> Yang Perlu Dibuat:
Bisakah Anda mengubah daftar di bawah ini menjadi tabel Markdown berkolom "Nomor" dan "Baris Daftar", dimulai dari baris pertama daftar dan berhenti setelah baris yang memuat "[0,353,1270,952]"? Lewati baris kosong dan jangan sertakan gambar.

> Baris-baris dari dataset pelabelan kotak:
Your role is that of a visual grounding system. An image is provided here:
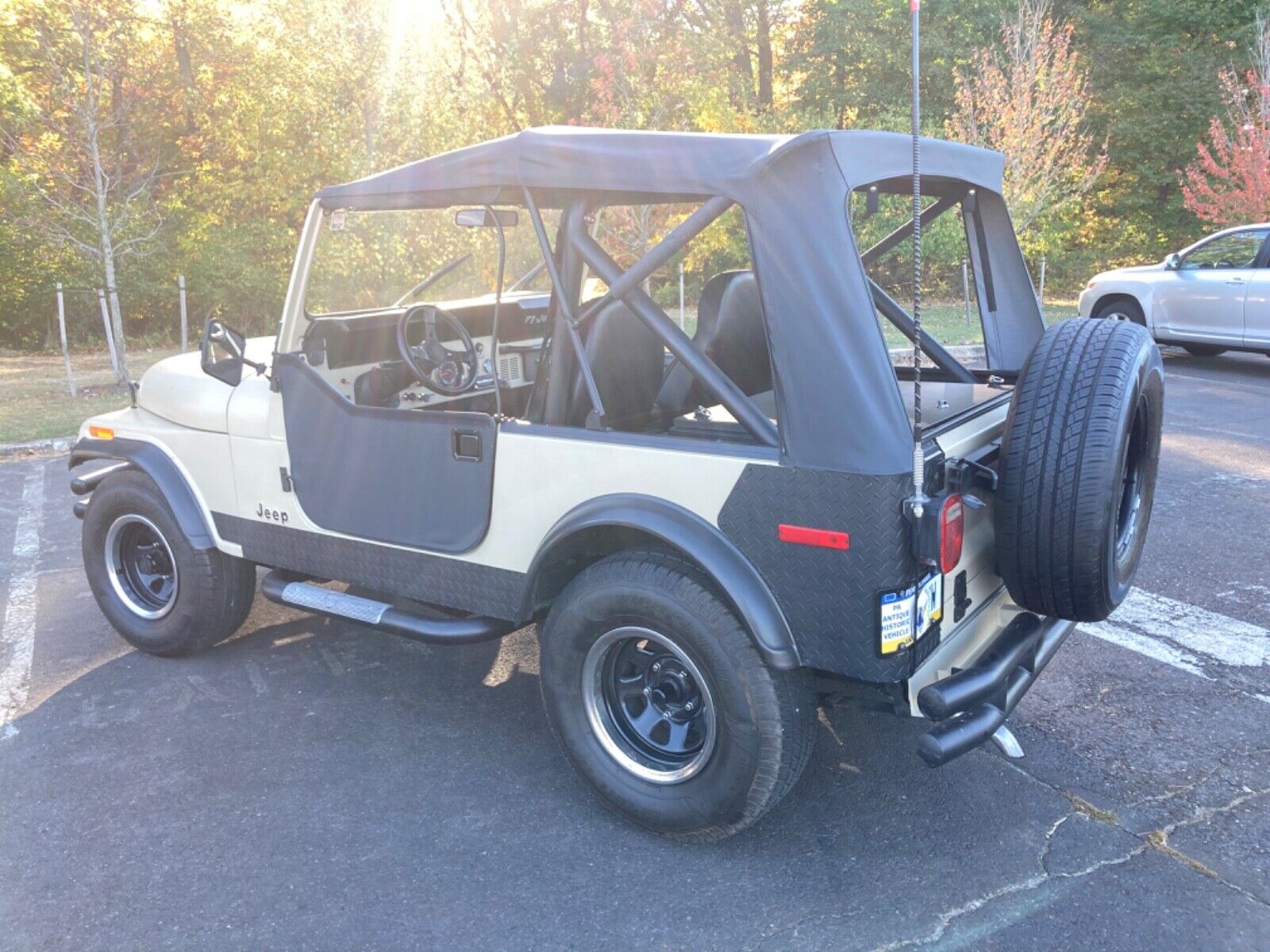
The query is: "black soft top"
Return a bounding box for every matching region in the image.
[318,125,1005,209]
[318,127,1044,474]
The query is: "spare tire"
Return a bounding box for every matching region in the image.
[995,320,1164,622]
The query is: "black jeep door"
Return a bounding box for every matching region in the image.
[275,354,495,552]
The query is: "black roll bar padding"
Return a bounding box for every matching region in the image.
[868,278,979,383]
[568,225,779,447]
[578,195,735,322]
[522,186,605,429]
[860,195,961,267]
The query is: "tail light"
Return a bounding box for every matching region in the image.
[940,493,965,574]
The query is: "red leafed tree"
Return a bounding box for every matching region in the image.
[1181,15,1270,226]
[949,0,1107,233]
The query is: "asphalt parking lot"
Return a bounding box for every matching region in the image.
[0,353,1270,952]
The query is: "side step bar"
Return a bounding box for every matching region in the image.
[917,612,1076,766]
[260,569,516,645]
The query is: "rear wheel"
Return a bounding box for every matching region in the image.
[540,552,817,842]
[83,470,256,658]
[1183,344,1226,357]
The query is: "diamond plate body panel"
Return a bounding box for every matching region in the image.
[719,466,938,683]
[214,512,525,620]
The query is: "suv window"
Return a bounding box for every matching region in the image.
[847,189,987,368]
[305,208,559,316]
[1181,228,1270,271]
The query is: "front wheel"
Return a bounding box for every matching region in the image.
[541,552,817,842]
[83,470,256,658]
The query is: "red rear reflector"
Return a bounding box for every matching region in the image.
[940,493,965,575]
[776,524,851,548]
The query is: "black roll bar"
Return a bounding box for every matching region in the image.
[868,278,979,383]
[567,218,779,447]
[522,188,605,429]
[578,195,734,321]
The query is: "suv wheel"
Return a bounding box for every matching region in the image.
[83,470,256,658]
[1092,298,1147,328]
[541,552,817,842]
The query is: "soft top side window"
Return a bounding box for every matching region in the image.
[847,189,992,370]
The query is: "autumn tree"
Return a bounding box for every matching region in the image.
[1181,11,1270,226]
[0,0,171,382]
[949,0,1107,233]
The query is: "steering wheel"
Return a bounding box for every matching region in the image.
[398,305,479,396]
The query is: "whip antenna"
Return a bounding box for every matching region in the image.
[908,0,927,520]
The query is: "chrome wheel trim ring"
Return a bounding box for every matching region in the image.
[106,512,180,620]
[582,626,718,785]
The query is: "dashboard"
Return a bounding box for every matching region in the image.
[301,294,550,409]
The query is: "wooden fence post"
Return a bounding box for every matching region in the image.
[97,288,119,377]
[961,258,970,328]
[176,274,189,353]
[57,282,79,396]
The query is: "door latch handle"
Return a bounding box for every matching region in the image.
[451,430,481,462]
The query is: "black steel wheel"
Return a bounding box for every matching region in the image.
[83,470,256,658]
[538,551,817,842]
[582,626,716,783]
[106,512,176,620]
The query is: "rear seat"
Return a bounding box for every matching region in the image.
[656,271,772,421]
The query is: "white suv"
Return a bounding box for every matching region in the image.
[1081,225,1270,357]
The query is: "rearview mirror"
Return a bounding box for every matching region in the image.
[455,208,521,228]
[199,317,246,387]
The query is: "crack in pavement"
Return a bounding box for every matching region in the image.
[864,762,1270,952]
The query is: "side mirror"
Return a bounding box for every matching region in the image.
[455,208,521,228]
[199,317,246,387]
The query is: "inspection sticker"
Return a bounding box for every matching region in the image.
[879,573,944,655]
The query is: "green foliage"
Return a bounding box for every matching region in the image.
[0,0,1257,347]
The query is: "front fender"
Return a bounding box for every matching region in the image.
[522,493,800,670]
[67,436,216,550]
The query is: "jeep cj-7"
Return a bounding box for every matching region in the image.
[70,129,1164,840]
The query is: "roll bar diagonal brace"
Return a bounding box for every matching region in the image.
[522,188,779,447]
[567,208,779,447]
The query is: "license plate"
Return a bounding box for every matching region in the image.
[878,573,944,655]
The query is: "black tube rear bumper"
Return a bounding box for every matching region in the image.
[917,612,1076,766]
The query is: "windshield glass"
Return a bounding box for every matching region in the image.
[305,208,557,317]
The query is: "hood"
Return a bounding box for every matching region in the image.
[137,338,275,433]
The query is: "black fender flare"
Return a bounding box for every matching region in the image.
[67,436,216,551]
[521,493,802,670]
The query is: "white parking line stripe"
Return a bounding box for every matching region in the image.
[1081,589,1270,678]
[0,468,44,736]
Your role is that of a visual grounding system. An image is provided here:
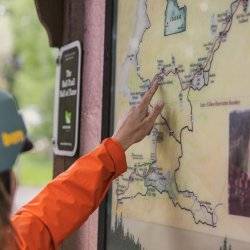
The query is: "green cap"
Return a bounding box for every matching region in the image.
[0,91,27,172]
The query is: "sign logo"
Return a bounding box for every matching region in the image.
[64,110,72,125]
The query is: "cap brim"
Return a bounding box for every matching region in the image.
[21,137,34,153]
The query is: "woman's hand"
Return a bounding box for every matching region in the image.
[113,75,164,151]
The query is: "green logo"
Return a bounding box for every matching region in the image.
[64,110,72,124]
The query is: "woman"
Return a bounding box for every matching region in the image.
[0,76,164,250]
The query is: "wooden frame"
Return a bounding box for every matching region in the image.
[97,0,117,250]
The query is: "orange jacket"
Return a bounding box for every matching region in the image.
[12,139,127,250]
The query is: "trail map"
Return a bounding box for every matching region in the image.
[108,0,250,250]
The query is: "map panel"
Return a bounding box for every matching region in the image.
[107,0,250,250]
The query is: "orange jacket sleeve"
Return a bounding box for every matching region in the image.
[12,139,127,250]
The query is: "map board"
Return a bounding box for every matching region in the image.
[107,0,250,250]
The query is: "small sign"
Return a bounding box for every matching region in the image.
[54,41,82,156]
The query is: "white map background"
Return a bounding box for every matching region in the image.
[112,0,250,250]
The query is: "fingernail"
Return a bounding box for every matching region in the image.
[156,101,165,108]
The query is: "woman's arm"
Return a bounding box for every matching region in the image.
[12,76,163,250]
[12,139,127,249]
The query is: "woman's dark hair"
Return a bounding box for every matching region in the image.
[0,171,11,246]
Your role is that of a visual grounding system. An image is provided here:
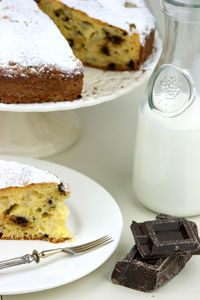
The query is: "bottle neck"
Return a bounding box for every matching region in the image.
[156,0,200,94]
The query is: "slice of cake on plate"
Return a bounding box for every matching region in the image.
[0,160,71,243]
[38,0,155,70]
[0,0,83,103]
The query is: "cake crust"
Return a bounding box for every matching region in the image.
[0,69,83,104]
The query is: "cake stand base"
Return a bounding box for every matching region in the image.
[0,111,80,157]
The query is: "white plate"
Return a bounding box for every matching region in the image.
[0,156,122,295]
[0,33,162,112]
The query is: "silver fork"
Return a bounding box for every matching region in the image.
[0,235,113,269]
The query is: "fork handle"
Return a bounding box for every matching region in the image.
[0,250,40,269]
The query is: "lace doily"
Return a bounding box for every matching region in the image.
[0,33,162,112]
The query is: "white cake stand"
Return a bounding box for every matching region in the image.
[0,34,162,157]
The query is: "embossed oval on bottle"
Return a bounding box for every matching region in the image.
[149,64,196,117]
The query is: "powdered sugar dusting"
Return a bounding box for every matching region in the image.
[0,0,83,77]
[0,160,61,189]
[59,0,155,45]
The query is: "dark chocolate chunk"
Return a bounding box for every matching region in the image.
[111,246,191,292]
[101,46,110,56]
[156,214,200,255]
[58,182,66,195]
[11,216,28,226]
[112,35,124,45]
[131,219,200,258]
[128,59,135,70]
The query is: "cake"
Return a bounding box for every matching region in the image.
[0,160,71,243]
[37,0,155,70]
[0,0,83,103]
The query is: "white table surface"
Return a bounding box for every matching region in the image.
[6,0,200,300]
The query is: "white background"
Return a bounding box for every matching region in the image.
[4,0,200,300]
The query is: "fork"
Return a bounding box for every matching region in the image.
[0,235,113,269]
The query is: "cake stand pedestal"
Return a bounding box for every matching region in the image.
[0,34,162,157]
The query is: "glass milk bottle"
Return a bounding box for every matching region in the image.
[133,0,200,216]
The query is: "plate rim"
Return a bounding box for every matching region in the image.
[0,155,123,295]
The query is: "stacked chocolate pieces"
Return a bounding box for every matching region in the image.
[112,215,200,292]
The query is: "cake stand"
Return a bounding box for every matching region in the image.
[0,34,162,157]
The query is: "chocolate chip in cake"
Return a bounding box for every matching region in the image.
[104,29,112,41]
[64,16,70,22]
[42,233,49,239]
[129,24,136,31]
[127,59,135,70]
[108,63,115,70]
[54,8,64,17]
[68,39,74,47]
[101,46,110,56]
[48,198,53,204]
[112,35,124,45]
[58,182,66,195]
[11,216,28,226]
[5,204,17,216]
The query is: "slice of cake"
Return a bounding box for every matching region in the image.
[0,160,71,243]
[35,0,155,70]
[0,0,83,103]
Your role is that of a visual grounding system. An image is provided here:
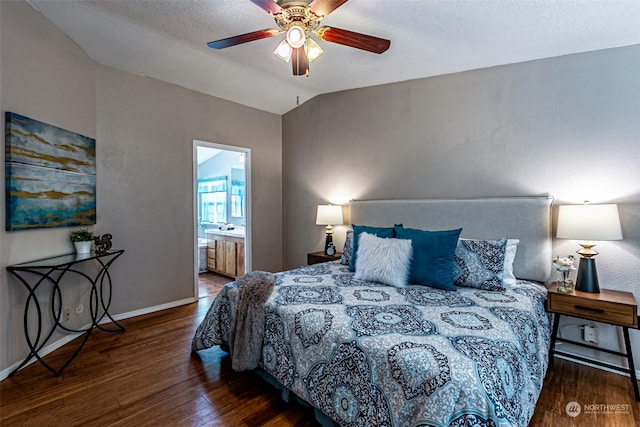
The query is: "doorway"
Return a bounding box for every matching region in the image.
[193,140,251,298]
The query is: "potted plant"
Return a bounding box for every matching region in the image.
[70,228,93,254]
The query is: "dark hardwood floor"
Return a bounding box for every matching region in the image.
[198,271,233,298]
[0,280,640,427]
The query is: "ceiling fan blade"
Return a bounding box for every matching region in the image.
[251,0,282,15]
[291,47,309,76]
[316,27,391,53]
[310,0,347,16]
[207,28,280,49]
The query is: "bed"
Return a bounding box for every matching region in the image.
[192,197,552,426]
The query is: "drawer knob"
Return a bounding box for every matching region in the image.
[574,305,604,314]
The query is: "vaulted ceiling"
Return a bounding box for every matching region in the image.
[28,0,640,114]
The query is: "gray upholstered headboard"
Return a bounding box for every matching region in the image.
[350,197,553,282]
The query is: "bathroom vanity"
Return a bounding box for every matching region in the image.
[206,227,245,278]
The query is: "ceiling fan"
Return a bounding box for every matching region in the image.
[207,0,391,76]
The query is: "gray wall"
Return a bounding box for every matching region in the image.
[283,46,640,366]
[0,2,282,377]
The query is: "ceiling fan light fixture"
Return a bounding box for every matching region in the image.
[286,23,307,49]
[304,37,324,62]
[273,39,293,63]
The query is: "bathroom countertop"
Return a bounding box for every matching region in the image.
[206,227,244,238]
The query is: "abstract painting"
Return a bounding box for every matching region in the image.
[5,112,96,231]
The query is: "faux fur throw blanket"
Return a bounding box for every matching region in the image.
[229,271,276,372]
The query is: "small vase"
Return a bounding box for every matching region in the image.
[556,273,573,294]
[73,241,91,254]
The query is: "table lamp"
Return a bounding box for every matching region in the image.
[556,202,622,294]
[316,205,344,255]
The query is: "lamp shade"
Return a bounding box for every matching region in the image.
[316,205,344,225]
[556,204,622,240]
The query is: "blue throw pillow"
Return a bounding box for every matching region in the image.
[349,224,394,271]
[394,226,462,291]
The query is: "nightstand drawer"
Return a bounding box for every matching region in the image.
[549,294,637,328]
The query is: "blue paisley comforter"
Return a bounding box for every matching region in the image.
[193,261,550,426]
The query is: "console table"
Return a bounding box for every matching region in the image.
[7,249,125,376]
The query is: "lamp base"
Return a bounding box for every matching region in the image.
[576,258,600,294]
[324,234,333,255]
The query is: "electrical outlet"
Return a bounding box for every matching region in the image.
[582,325,598,344]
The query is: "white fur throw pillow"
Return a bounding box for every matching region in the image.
[353,233,413,287]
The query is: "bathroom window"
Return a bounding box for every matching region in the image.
[198,176,227,224]
[231,181,244,218]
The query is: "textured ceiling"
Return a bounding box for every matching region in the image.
[28,0,640,114]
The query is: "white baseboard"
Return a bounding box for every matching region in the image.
[554,350,640,378]
[0,298,198,381]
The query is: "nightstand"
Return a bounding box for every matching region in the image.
[307,251,342,265]
[547,283,640,402]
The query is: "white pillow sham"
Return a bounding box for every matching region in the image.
[354,232,413,287]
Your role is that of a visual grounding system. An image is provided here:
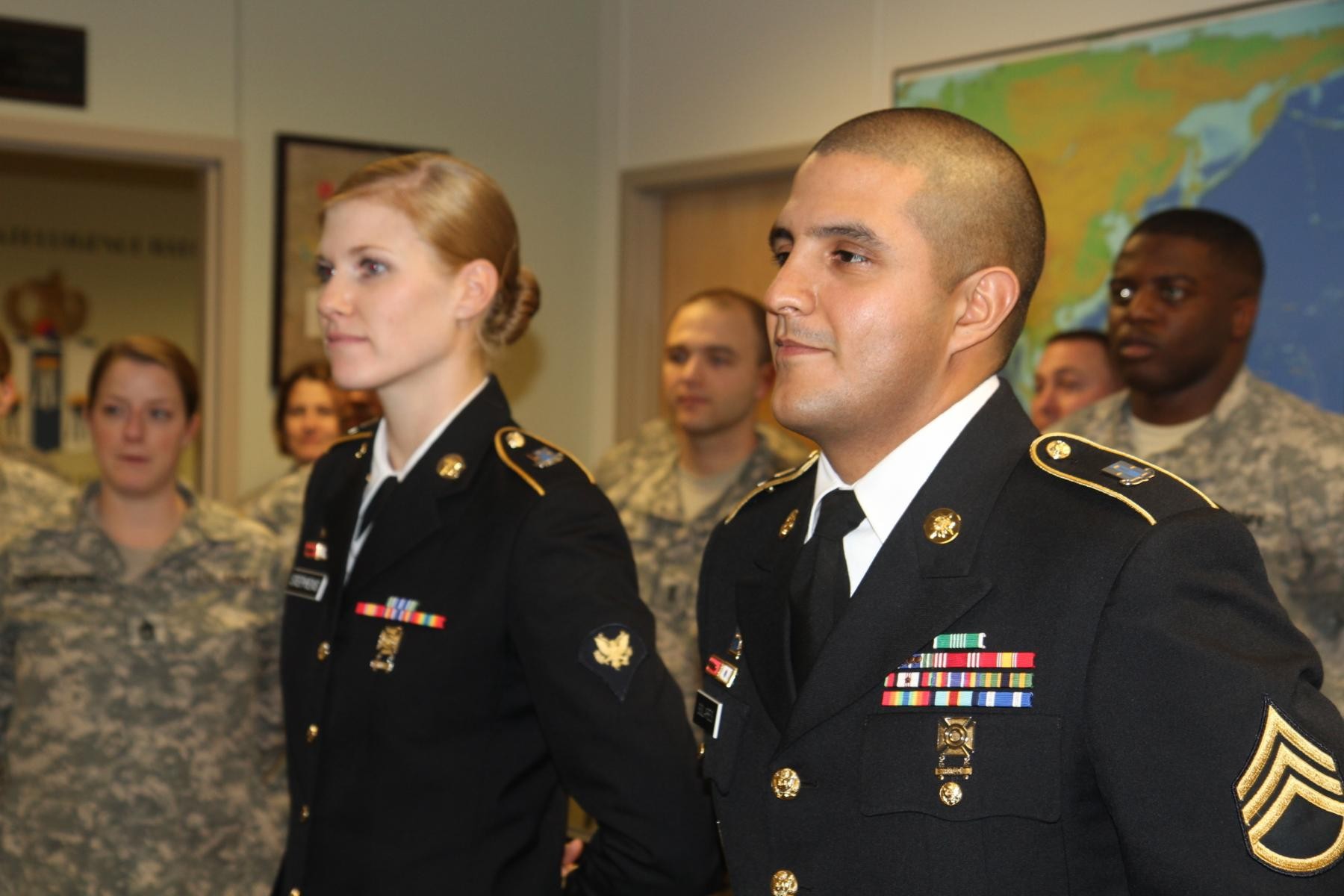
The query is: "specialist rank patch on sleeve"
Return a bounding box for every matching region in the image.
[1233,699,1344,877]
[579,622,649,701]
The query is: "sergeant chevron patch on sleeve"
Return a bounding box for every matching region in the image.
[1233,699,1344,877]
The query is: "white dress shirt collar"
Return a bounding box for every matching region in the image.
[346,376,491,576]
[808,376,998,594]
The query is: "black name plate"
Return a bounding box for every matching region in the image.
[0,17,89,106]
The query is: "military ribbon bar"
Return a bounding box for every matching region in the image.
[976,691,1031,706]
[883,672,1033,688]
[897,652,1036,669]
[355,598,447,629]
[882,691,976,706]
[933,632,985,650]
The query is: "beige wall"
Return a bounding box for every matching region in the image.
[0,0,1226,488]
[0,0,606,489]
[597,0,1228,451]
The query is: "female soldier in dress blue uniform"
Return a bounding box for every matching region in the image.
[277,153,718,896]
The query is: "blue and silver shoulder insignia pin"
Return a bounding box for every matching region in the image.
[527,446,564,470]
[1102,461,1157,485]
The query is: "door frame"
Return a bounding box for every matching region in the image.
[0,117,242,500]
[615,144,812,441]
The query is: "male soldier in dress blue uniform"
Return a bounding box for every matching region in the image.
[696,109,1344,896]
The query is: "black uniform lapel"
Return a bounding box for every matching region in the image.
[736,535,803,731]
[323,446,373,606]
[729,469,816,731]
[348,376,509,588]
[783,382,1036,746]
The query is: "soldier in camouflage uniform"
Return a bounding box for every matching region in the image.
[0,337,286,896]
[1058,210,1344,706]
[0,456,75,544]
[597,290,805,712]
[238,464,313,550]
[0,484,284,896]
[0,336,75,544]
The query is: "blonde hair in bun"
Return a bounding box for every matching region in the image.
[323,152,541,355]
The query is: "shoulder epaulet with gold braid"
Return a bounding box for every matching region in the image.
[1031,432,1218,525]
[494,426,595,494]
[318,420,378,457]
[723,451,821,525]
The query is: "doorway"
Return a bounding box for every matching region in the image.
[0,118,240,500]
[615,146,808,439]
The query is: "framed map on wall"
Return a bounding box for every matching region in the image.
[892,0,1344,411]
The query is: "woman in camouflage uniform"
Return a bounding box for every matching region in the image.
[0,336,282,895]
[238,361,343,548]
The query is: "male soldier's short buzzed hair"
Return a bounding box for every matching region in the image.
[812,109,1045,360]
[1125,208,1265,291]
[668,286,770,364]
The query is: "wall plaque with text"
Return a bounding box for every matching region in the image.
[0,17,87,106]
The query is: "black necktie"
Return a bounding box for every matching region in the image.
[789,489,864,688]
[355,476,399,538]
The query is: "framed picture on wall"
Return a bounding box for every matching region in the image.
[892,0,1344,411]
[272,134,438,385]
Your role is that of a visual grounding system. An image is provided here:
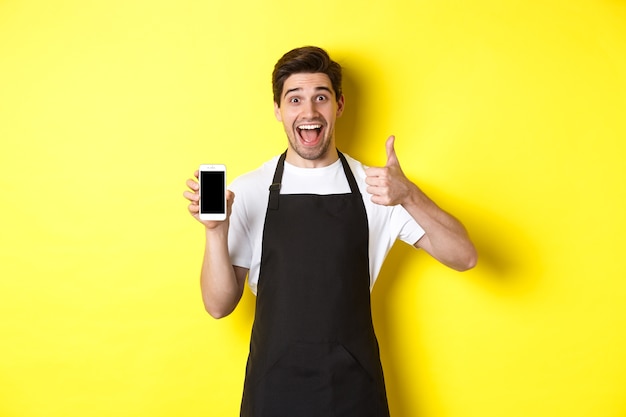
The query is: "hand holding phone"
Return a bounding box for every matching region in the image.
[198,164,226,220]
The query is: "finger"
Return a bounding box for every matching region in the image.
[385,135,400,166]
[183,191,200,202]
[186,180,200,191]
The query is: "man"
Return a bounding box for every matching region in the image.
[184,47,476,417]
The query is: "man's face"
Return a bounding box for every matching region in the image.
[274,73,344,167]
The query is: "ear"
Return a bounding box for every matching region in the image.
[337,94,346,117]
[274,102,283,122]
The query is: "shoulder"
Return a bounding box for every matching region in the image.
[228,156,279,194]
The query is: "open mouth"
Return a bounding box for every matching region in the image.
[297,123,322,145]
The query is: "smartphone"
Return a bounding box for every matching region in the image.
[198,164,226,220]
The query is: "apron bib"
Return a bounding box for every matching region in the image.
[241,153,389,417]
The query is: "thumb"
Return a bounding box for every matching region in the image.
[385,135,400,166]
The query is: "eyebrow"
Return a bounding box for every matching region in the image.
[283,86,332,98]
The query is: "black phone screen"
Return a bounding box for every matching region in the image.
[200,171,226,214]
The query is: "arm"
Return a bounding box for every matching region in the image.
[366,136,477,271]
[183,171,248,319]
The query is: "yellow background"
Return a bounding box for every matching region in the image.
[0,0,626,417]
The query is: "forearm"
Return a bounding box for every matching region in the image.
[402,184,477,271]
[200,228,245,318]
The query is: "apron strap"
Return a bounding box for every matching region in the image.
[267,151,287,210]
[267,150,359,210]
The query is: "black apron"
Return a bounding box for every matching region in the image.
[241,153,389,417]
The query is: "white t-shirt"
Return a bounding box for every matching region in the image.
[228,154,424,294]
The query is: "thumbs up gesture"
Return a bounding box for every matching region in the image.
[365,136,415,206]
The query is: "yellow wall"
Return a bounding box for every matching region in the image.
[0,0,626,417]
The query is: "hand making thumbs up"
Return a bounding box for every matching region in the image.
[365,136,415,206]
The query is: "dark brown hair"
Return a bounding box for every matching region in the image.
[272,46,342,107]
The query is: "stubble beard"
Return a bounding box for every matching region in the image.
[287,122,334,161]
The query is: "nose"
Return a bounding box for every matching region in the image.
[302,100,318,118]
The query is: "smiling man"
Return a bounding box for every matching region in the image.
[184,46,476,417]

> Hasil Latihan Ini:
| Nomor | Baris Daftar |
|---|---|
| 1 | Your role is that of a visual grounding system. An image is provided here: |
| 2 | The query is: "black soft top" |
| 3 | Return a bounding box for every matching region in the image. |
| 4 | [318,125,1005,209] |
| 5 | [318,127,1044,474] |
| 6 | The query is: "spare tire" |
| 7 | Return a bounding box for every matching region in the image. |
| 8 | [995,320,1164,622] |
| 9 | The query is: "black jeep door" |
| 10 | Return a bounding box for every matching region in the image. |
| 11 | [275,354,495,552] |
| 12 | The query is: "black roll bar padding" |
| 13 | Return a bounding box for every matching region in the image. |
| 14 | [868,278,979,383] |
| 15 | [568,225,779,447] |
| 16 | [578,195,735,322] |
| 17 | [522,186,605,429] |
| 18 | [860,195,961,267] |
| 19 | The query is: "tail light" |
| 20 | Return a bounding box for every matching region in the image. |
| 21 | [940,493,965,574] |
| 22 | The query is: "red leafed tree" |
| 23 | Return a bounding box for every matching region in the image. |
| 24 | [1181,15,1270,226] |
| 25 | [949,0,1107,233] |
| 26 | The query is: "asphalt parking lot" |
| 27 | Return a bounding box for every matching region in the image. |
| 28 | [0,353,1270,952] |